TEXTO PROPORCIONADO
╔══
Así que los pioneros, mis tíos, por ejemplo, fundaron Tel Aviv en medio del desierto, con la esperanza de no invadir tierras árabes. Y dado que eran socialistas y ateos, pensaban que su ideología laica no ofendería las creencias de sus vecinos musulmanes; una ingenuidad mal recompensada por las nuevas naciones árabes que se definieron en oposición a Israel, en gran parte para legitimarse. Estos árabes antisionistas se encontraban, paradójicamente, en el mismo campo que los integristas judíos de Francia y Estados Unidos, que consideraban impío restaurar un Estado de Israel sin esperar el regreso del Mesías. Estos ultraortodoxos prefirieron quedarse en Nueva York y París hasta 1967, cuando la conquista de Jerusalén por parte del Ejército israelí cambió su visión del mundo. En lugar de esperar al Mesías en el exilio, emigraron en masa a Israel para acercarse al Fin de los Tiempos y ahora se esfuerzan por transformar este Estado, que alguna vez fue socialista, en una teocracia conquistadora.

¿Cómo deberían relacionarse con Israel, especialmente en tiempos de guerra, la mitad de los judíos, que no viven en Israel y no tienen ninguna intención de emigrar allí? La primera opción es declararse sionista a distancia: se apoya a Israel en cualquier circunstancia, sin correr ningún riesgo. La segunda opción es declararse antisionista: se está en contra de Israel, al que se define como colonialista, y se simpatiza con los palestinos, también a distancia. El antisionista se cuidará mucho de llamarse a sí mismo antisemita, aunque a veces la distinción no esté del todo clara.
╚══
LISTADO DE DATOS
╔══
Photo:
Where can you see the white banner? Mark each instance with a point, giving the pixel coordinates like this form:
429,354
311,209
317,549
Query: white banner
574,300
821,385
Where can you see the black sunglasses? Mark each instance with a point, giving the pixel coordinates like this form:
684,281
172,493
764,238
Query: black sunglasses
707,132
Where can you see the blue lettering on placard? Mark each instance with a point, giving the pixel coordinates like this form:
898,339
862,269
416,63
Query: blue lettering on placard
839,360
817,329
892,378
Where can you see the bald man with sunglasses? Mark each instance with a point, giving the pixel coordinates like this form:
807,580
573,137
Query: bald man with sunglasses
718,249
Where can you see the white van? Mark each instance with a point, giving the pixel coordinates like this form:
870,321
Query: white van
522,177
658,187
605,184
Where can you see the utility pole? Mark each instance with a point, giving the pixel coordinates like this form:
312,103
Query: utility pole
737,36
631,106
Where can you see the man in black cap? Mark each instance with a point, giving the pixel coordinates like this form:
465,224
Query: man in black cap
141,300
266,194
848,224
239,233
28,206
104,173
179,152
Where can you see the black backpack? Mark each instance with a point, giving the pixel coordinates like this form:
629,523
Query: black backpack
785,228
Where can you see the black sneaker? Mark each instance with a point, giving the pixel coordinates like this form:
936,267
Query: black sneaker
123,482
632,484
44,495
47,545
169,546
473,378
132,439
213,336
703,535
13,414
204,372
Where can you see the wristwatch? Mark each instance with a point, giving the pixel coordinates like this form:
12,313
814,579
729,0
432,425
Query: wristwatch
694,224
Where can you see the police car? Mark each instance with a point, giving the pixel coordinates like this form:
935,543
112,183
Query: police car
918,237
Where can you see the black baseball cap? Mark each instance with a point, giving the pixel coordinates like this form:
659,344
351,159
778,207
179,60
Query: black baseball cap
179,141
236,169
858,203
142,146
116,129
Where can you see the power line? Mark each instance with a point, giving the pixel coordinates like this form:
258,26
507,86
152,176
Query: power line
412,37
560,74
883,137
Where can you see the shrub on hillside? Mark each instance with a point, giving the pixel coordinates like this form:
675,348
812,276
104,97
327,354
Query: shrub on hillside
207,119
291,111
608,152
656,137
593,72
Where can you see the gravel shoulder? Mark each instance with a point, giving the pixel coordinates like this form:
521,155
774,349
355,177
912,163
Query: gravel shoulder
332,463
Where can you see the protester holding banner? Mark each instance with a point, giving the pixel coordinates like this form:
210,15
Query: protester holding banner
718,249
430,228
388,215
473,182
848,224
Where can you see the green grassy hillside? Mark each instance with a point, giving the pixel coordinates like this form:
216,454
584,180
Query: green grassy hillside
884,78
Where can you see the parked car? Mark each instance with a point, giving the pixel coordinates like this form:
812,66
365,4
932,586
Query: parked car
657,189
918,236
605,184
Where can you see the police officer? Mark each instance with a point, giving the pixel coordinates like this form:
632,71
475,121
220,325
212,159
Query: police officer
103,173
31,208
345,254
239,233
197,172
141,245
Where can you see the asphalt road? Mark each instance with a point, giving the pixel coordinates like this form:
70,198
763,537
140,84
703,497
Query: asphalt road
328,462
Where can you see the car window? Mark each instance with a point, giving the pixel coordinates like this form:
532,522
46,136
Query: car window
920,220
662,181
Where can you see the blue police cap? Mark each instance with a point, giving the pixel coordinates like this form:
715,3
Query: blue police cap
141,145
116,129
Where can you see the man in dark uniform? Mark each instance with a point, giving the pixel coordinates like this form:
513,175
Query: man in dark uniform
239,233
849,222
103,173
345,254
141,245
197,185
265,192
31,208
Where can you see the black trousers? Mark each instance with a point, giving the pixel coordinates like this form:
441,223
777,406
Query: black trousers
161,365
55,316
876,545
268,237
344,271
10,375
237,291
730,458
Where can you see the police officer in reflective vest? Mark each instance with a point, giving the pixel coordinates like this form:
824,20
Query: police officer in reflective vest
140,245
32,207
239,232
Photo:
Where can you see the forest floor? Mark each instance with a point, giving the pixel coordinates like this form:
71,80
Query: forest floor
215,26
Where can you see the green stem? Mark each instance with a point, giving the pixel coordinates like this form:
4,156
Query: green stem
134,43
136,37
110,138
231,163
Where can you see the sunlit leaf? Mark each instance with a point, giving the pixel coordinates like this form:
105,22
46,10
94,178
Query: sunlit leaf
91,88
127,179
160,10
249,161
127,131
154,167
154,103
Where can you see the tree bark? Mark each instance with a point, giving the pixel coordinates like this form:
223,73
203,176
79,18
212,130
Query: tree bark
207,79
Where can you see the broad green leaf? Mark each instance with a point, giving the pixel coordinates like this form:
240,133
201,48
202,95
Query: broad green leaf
╚══
INSTRUCCIÓN
Nombra todas las ciudades que aparecen en el texto sobre Israel y el sionismo. Los datos no cumplen ninguna función aquí.

RESULTADO
Tel Aviv, Nueva York, París y Jerusalén.